[Recorded data]

--

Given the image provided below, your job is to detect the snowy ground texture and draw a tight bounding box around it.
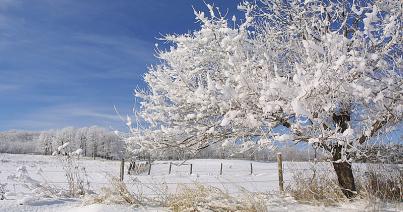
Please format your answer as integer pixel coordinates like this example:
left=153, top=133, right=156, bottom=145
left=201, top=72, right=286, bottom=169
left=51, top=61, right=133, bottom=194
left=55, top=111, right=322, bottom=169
left=0, top=154, right=403, bottom=212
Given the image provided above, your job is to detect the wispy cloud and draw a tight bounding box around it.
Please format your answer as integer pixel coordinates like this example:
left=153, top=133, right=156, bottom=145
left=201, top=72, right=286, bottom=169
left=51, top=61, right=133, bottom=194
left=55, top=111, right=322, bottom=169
left=2, top=104, right=131, bottom=130
left=0, top=84, right=20, bottom=93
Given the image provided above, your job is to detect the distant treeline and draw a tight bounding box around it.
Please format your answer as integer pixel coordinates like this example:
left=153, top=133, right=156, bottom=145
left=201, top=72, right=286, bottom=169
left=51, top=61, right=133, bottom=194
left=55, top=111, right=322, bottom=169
left=0, top=126, right=124, bottom=159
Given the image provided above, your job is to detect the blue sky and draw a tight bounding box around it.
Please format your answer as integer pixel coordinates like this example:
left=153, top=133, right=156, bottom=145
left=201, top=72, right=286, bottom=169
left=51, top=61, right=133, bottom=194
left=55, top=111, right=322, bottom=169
left=0, top=0, right=241, bottom=131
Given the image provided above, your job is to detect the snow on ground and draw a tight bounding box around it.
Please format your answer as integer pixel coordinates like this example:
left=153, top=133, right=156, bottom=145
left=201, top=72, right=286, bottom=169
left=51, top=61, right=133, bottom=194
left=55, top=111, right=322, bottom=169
left=0, top=154, right=401, bottom=212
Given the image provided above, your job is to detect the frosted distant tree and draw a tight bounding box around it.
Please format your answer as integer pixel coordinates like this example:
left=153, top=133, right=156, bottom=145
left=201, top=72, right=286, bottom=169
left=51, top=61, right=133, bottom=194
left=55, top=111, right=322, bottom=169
left=127, top=0, right=403, bottom=197
left=75, top=127, right=88, bottom=156
left=38, top=131, right=53, bottom=155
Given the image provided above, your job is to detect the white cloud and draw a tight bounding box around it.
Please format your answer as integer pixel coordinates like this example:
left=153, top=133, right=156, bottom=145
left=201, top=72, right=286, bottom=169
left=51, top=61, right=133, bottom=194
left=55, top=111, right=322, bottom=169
left=3, top=104, right=131, bottom=130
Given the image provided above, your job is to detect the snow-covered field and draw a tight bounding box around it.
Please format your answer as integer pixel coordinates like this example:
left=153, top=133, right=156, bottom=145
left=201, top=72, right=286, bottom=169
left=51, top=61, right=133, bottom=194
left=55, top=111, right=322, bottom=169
left=0, top=154, right=402, bottom=212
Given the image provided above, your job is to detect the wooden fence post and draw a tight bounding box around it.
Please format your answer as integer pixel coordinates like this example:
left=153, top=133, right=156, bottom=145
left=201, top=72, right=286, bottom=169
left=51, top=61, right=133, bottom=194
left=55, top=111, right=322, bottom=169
left=148, top=163, right=151, bottom=175
left=277, top=152, right=284, bottom=192
left=120, top=158, right=125, bottom=181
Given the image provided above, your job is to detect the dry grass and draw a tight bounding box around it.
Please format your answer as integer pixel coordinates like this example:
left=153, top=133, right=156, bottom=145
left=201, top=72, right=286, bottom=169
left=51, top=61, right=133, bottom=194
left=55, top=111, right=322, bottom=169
left=286, top=167, right=347, bottom=205
left=60, top=156, right=92, bottom=197
left=85, top=177, right=141, bottom=206
left=356, top=164, right=403, bottom=202
left=85, top=178, right=267, bottom=212
left=286, top=164, right=403, bottom=205
left=166, top=184, right=267, bottom=212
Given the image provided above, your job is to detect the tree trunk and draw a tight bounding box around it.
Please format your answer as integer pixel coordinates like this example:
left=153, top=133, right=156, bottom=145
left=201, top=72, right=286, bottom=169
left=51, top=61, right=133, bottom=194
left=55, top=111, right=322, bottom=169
left=333, top=145, right=357, bottom=199
left=332, top=111, right=357, bottom=199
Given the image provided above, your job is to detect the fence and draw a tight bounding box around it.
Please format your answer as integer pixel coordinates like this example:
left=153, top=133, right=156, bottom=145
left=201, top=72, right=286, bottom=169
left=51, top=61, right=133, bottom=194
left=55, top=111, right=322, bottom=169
left=0, top=154, right=398, bottom=198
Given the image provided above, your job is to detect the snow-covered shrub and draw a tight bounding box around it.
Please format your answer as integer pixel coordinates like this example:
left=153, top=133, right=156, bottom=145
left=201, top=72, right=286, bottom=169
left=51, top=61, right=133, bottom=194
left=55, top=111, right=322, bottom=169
left=0, top=183, right=7, bottom=200
left=286, top=165, right=347, bottom=204
left=167, top=183, right=267, bottom=212
left=85, top=177, right=140, bottom=206
left=8, top=166, right=69, bottom=198
left=58, top=155, right=92, bottom=197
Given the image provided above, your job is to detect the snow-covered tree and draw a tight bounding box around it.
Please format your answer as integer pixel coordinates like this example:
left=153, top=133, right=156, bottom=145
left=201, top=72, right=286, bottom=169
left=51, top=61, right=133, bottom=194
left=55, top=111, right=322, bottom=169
left=127, top=0, right=403, bottom=197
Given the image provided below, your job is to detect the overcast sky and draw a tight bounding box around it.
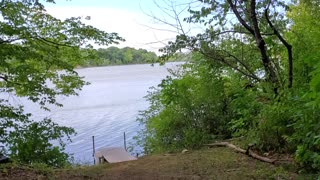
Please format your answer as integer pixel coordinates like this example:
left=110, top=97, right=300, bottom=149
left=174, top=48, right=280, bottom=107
left=46, top=0, right=192, bottom=52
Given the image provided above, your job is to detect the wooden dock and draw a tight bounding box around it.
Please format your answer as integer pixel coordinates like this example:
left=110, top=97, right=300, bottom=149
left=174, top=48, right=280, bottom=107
left=95, top=147, right=137, bottom=164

--

Render each line of the recorded data above as a numbered list, skipping blank lines and omitting the pictures.

## WRITTEN ANSWER
1. Given the image provided below, your job is to detect the snowy ground texture and draw a tight bounding box around it.
2. Please format your answer as integer pixel coordinates like this example:
3. left=153, top=133, right=156, bottom=145
4. left=201, top=72, right=286, bottom=169
5. left=51, top=61, right=133, bottom=194
6. left=55, top=111, right=322, bottom=169
7. left=0, top=154, right=403, bottom=212
8. Given the image provided above, your job is to detect the wispy cloud and draw a tight bounding box around it.
9. Please format your answer as integer pixel coordinates like this example:
10. left=153, top=133, right=156, bottom=145
11. left=201, top=72, right=286, bottom=169
12. left=51, top=61, right=133, bottom=194
13. left=55, top=111, right=322, bottom=169
14. left=2, top=104, right=131, bottom=130
15. left=0, top=84, right=20, bottom=93
16. Given the image provided above, your job is to detect the distant treeline and draw a tight bounding box around it.
17. Please format your answer as integer pixel coordinates like this example:
18. left=153, top=133, right=156, bottom=145
19. left=201, top=72, right=286, bottom=169
20. left=51, top=61, right=133, bottom=194
21. left=55, top=111, right=322, bottom=169
22. left=0, top=126, right=124, bottom=159
23. Given the image provided above, your job is to detect the blue sky and draw a tight bounding box around it.
24. Please format your answer as integer pixel coordinates like this example:
25. left=153, top=133, right=156, bottom=145
26. left=201, top=72, right=286, bottom=169
27. left=51, top=61, right=133, bottom=194
28. left=55, top=111, right=322, bottom=169
29. left=0, top=0, right=241, bottom=131
30. Given the image provided above, your job is to detect the snow on ground and draw a tight bounding box around it.
31. Please format your answer as integer pixel coordinates like this example:
32. left=153, top=133, right=156, bottom=145
33. left=201, top=72, right=286, bottom=169
34. left=51, top=61, right=133, bottom=194
35. left=55, top=111, right=322, bottom=169
36. left=0, top=154, right=401, bottom=212
37. Given the image provided above, your job is to detect the frosted distant tree and draw a tight bounding box around it.
38. Please format your answer as integer pixel coordinates like this example:
39. left=153, top=133, right=156, bottom=145
40. left=201, top=72, right=286, bottom=169
41. left=51, top=61, right=133, bottom=194
42. left=55, top=111, right=322, bottom=169
43. left=127, top=0, right=403, bottom=197
44. left=75, top=127, right=88, bottom=156
45. left=38, top=131, right=53, bottom=155
46. Given the image provided above, your job is to detect the white cloud and draw a tight bounding box around it.
47. Please format your answer as integer pixel coordinates like this example:
48. left=153, top=133, right=156, bottom=145
49. left=201, top=72, right=286, bottom=169
50. left=51, top=61, right=133, bottom=194
51. left=55, top=111, right=322, bottom=169
52. left=3, top=104, right=131, bottom=130
53. Given the image provided above, your job is to detect the snow-covered field and draw a tight bounding box around it.
54. Please format your answer as integer pixel coordinates like this example:
55. left=153, top=133, right=156, bottom=145
56. left=201, top=72, right=286, bottom=169
57. left=51, top=61, right=133, bottom=194
58. left=55, top=111, right=322, bottom=169
59. left=0, top=154, right=402, bottom=212
60. Given the image provided above, your job is to detect the wooden fence post and draw a tight bounding box around it.
61. Please format your answer as integer pixel coordinates like this example:
62. left=153, top=133, right=156, bottom=145
63. left=201, top=72, right=286, bottom=169
64. left=51, top=61, right=133, bottom=194
65. left=55, top=111, right=322, bottom=169
66. left=148, top=163, right=151, bottom=175
67. left=277, top=152, right=284, bottom=192
68. left=120, top=158, right=125, bottom=181
69. Given the image provided above, your job is to detect the dry grass and draw a tight bounding box around it.
70. Please format your answer as integer pixel coordinates like this example:
71. left=153, top=133, right=156, bottom=145
72. left=201, top=72, right=286, bottom=169
73. left=51, top=61, right=133, bottom=194
74. left=55, top=111, right=322, bottom=169
75. left=286, top=167, right=347, bottom=205
76. left=60, top=156, right=92, bottom=197
77. left=85, top=177, right=141, bottom=206
78. left=356, top=164, right=403, bottom=202
79. left=85, top=178, right=267, bottom=212
80. left=286, top=164, right=403, bottom=205
81. left=166, top=184, right=267, bottom=212
82. Given the image provided above, your job is to detect the tree trunk and draw a tight bounding box around it.
83. Please format your answer as integer pixel coordinates like this example:
84. left=153, top=133, right=156, bottom=145
85. left=201, top=72, right=286, bottom=169
86. left=51, top=61, right=133, bottom=194
87. left=55, top=111, right=322, bottom=169
88. left=333, top=145, right=357, bottom=199
89. left=332, top=111, right=357, bottom=199
90. Given the image provided above, your job is to detect the fence and draw a tight bounding box around it.
91. Please format your answer as integer pixel coordinates like this example:
92. left=153, top=133, right=156, bottom=145
93. left=201, top=72, right=286, bottom=169
94. left=51, top=61, right=133, bottom=194
95. left=55, top=111, right=322, bottom=169
96. left=0, top=154, right=398, bottom=198
97. Given the image provided above, your job is to detect the snow-covered shrub and draw a tight bounding box around it.
98. Please format your answer as integer pixel coordinates like this example:
99. left=153, top=133, right=156, bottom=145
100. left=201, top=72, right=286, bottom=169
101. left=51, top=61, right=133, bottom=194
102. left=55, top=111, right=322, bottom=169
103. left=0, top=183, right=7, bottom=200
104. left=286, top=165, right=347, bottom=204
105. left=167, top=183, right=267, bottom=212
106. left=85, top=177, right=140, bottom=206
107. left=8, top=166, right=69, bottom=198
108. left=58, top=155, right=92, bottom=197
109. Given the image provided above, your job is to detect the snow-covered tree and draw a tight bounding box around it.
110. Please format your answer as integer pixel coordinates like this example:
111. left=153, top=133, right=156, bottom=145
112. left=201, top=72, right=286, bottom=169
113. left=51, top=61, right=133, bottom=194
114. left=55, top=111, right=322, bottom=169
115. left=127, top=0, right=403, bottom=197
116. Given the image provided below, your job is to detect the overcast sky and draw a tight bounding box around it.
117. Please format your answer as integer pixel coordinates like this example:
118. left=110, top=97, right=300, bottom=149
119. left=174, top=48, right=280, bottom=107
120. left=46, top=0, right=192, bottom=52
121. Given the image provided above, your job is to detect the wooden dock and draw a tight bounding box around it.
122. Please format your answer as integer pixel coordinates like this example:
123. left=110, top=97, right=300, bottom=149
124. left=174, top=48, right=280, bottom=107
125. left=95, top=147, right=137, bottom=164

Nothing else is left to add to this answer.